Copy every line of the records below verbatim, changing nothing.

── The data ──

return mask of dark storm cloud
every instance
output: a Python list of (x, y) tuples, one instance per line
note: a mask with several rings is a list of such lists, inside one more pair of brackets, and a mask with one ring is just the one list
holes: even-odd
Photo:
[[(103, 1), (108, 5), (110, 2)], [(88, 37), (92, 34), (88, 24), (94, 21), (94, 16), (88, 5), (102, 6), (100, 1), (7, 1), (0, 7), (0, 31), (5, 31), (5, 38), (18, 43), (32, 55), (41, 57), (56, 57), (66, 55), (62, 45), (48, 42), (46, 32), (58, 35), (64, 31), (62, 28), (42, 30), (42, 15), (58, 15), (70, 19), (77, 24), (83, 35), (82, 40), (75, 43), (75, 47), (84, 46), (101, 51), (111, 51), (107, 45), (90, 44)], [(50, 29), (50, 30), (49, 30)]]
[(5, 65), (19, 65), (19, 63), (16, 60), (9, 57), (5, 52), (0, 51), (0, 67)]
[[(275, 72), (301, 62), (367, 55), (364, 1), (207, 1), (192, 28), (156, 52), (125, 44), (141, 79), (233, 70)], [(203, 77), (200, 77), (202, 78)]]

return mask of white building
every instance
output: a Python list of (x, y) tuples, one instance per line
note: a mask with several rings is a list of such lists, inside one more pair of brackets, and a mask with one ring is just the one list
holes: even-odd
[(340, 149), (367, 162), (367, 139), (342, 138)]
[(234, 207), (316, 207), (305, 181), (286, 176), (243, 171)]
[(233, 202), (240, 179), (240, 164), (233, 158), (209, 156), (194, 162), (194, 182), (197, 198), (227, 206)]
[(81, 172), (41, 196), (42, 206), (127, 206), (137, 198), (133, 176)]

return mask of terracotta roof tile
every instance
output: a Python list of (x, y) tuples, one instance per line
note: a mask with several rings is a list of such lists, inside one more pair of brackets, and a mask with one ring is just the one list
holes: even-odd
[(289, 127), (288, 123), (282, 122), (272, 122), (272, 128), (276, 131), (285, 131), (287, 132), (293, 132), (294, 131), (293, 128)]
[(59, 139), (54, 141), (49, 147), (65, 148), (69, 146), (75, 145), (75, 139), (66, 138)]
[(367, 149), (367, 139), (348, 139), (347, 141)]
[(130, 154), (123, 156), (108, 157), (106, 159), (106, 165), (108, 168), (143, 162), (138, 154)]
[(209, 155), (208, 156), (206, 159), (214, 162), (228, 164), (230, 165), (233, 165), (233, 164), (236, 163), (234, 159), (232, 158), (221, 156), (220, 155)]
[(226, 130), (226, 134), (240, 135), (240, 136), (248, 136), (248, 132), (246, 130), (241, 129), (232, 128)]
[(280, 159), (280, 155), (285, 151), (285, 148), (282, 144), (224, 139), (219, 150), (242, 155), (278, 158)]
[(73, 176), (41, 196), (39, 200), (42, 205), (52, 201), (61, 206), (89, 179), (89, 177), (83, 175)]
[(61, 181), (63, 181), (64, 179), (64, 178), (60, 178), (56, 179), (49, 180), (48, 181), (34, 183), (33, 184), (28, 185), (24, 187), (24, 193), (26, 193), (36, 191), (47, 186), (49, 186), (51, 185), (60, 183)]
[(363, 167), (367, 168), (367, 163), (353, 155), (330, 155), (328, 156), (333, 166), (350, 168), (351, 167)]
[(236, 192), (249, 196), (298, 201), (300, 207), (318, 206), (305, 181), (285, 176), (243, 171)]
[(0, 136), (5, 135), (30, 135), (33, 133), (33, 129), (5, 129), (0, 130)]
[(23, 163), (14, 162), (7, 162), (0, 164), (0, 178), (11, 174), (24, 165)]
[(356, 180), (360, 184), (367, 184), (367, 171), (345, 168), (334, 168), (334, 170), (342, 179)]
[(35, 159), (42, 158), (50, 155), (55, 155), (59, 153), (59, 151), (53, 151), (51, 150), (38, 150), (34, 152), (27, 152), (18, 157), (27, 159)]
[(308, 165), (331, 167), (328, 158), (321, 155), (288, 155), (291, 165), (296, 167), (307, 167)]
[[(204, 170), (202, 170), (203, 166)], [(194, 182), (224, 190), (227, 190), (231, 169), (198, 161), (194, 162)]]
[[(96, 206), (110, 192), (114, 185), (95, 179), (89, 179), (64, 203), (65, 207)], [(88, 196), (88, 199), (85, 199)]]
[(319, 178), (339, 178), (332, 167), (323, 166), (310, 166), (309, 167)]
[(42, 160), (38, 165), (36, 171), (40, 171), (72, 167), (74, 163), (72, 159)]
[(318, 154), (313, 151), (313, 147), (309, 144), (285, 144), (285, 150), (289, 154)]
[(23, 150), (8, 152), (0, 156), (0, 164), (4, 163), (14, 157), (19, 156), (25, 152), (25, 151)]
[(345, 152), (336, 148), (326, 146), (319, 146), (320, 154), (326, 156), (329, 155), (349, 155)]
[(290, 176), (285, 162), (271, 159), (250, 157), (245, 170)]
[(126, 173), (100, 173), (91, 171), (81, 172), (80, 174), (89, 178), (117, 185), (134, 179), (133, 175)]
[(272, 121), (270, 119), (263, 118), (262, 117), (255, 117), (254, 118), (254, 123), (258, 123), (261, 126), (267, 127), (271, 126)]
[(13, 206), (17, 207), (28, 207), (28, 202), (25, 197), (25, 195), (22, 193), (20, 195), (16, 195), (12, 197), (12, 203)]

───

Expected answer —
return mask of dark storm cloud
every instance
output: a Python list of (x, y) tuples, one instance per line
note: a mask with several rings is a list of such lists, inside one more pair of brackets, and a mask with one ring is just the one list
holes: even-odd
Photo:
[[(103, 1), (108, 5), (110, 2)], [(88, 37), (92, 34), (88, 24), (94, 21), (94, 16), (88, 5), (102, 6), (100, 1), (7, 1), (0, 7), (0, 31), (5, 31), (5, 38), (18, 43), (32, 55), (41, 57), (56, 57), (66, 55), (62, 45), (48, 42), (46, 32), (58, 35), (64, 31), (62, 28), (42, 30), (42, 15), (58, 15), (70, 19), (77, 24), (83, 35), (82, 40), (75, 43), (75, 47), (84, 46), (101, 51), (111, 51), (107, 45), (90, 44)], [(50, 29), (50, 30), (49, 30)]]
[(5, 65), (19, 65), (19, 63), (16, 60), (9, 57), (5, 52), (0, 51), (0, 67)]
[[(275, 72), (301, 62), (367, 55), (364, 1), (207, 1), (192, 28), (156, 52), (125, 44), (141, 79), (233, 70)], [(203, 77), (200, 77), (202, 78)]]

return mask of white building
every instance
output: a Python list of (x, y) tuples, one instance per line
note: a mask with several rings is a list of such lists, inside one more pair of brackets, and a mask with one ring is just the one list
holes: even-odd
[(340, 149), (367, 162), (367, 139), (342, 138)]
[(234, 207), (316, 207), (305, 181), (286, 176), (243, 171)]
[(233, 202), (240, 179), (240, 164), (233, 158), (209, 156), (194, 162), (194, 182), (197, 198), (227, 206)]
[(81, 172), (41, 196), (42, 206), (127, 206), (137, 198), (133, 176)]

return mask of terracotta roof tile
every instance
output: a Python list of (x, y) tuples, one instance per line
note: a mask with several rings is a list of such lists, inside one more pair of brackets, and a mask with one ring is just the one list
holes: even-odd
[(289, 127), (288, 123), (282, 122), (272, 122), (272, 128), (276, 131), (285, 131), (287, 132), (293, 132), (294, 131), (293, 128)]
[(59, 139), (54, 141), (49, 147), (65, 148), (69, 146), (75, 145), (75, 139), (66, 138)]
[(367, 149), (367, 139), (348, 139), (347, 141)]
[(130, 154), (123, 156), (108, 157), (106, 159), (106, 165), (108, 168), (143, 162), (138, 154)]
[(209, 155), (208, 156), (206, 159), (214, 162), (228, 164), (230, 165), (233, 165), (233, 164), (236, 163), (234, 159), (232, 158), (221, 156), (220, 155)]
[(226, 130), (226, 134), (240, 135), (240, 136), (248, 136), (248, 132), (246, 130), (241, 129), (232, 128)]
[(280, 159), (280, 155), (285, 151), (285, 148), (282, 144), (224, 139), (219, 150), (242, 155), (278, 158)]
[(73, 176), (41, 196), (39, 200), (42, 205), (52, 201), (61, 206), (89, 179), (89, 177), (83, 175)]
[(61, 181), (63, 181), (64, 179), (64, 178), (60, 178), (56, 179), (49, 180), (48, 181), (34, 183), (33, 184), (28, 185), (24, 187), (24, 193), (26, 193), (36, 191), (47, 186), (49, 186), (51, 185), (60, 183)]
[(363, 167), (367, 168), (367, 163), (353, 155), (330, 155), (328, 156), (333, 166), (350, 168), (351, 167)]
[(236, 192), (249, 196), (298, 201), (300, 207), (318, 206), (305, 181), (285, 176), (243, 171)]
[(0, 136), (5, 135), (30, 135), (33, 133), (33, 129), (5, 129), (0, 130)]
[(23, 163), (14, 162), (7, 162), (0, 164), (0, 178), (11, 174), (24, 165)]
[(356, 180), (360, 184), (367, 184), (367, 171), (345, 168), (334, 168), (334, 170), (342, 179)]
[(35, 159), (42, 158), (50, 155), (55, 155), (59, 153), (59, 151), (53, 151), (51, 150), (38, 150), (34, 152), (27, 152), (18, 157), (27, 159)]
[(308, 165), (331, 167), (328, 158), (321, 155), (288, 155), (291, 165), (296, 167), (307, 167)]
[[(204, 170), (202, 170), (203, 166)], [(194, 182), (224, 190), (227, 190), (231, 169), (198, 161), (194, 162)]]
[[(96, 206), (110, 192), (114, 185), (95, 179), (89, 179), (64, 203), (65, 207)], [(88, 196), (88, 199), (85, 199)]]
[(319, 178), (339, 178), (332, 167), (323, 166), (310, 166), (309, 167)]
[(42, 160), (38, 165), (36, 171), (40, 171), (72, 167), (74, 163), (72, 159)]
[(318, 154), (313, 151), (313, 147), (309, 144), (285, 144), (285, 150), (289, 154)]
[(23, 150), (8, 152), (0, 156), (0, 164), (4, 163), (14, 157), (19, 156), (25, 152), (25, 151)]
[(345, 152), (336, 148), (326, 146), (319, 146), (320, 154), (326, 156), (329, 155), (349, 155)]
[(290, 176), (285, 162), (271, 159), (250, 157), (245, 170)]
[(126, 173), (100, 173), (91, 171), (81, 172), (80, 174), (89, 178), (117, 185), (134, 179), (133, 175)]
[(272, 121), (270, 119), (263, 118), (262, 117), (255, 117), (254, 118), (254, 123), (258, 123), (261, 126), (267, 127), (271, 126)]
[(13, 206), (17, 207), (28, 207), (28, 202), (25, 197), (25, 195), (22, 193), (20, 195), (16, 195), (12, 197), (12, 203)]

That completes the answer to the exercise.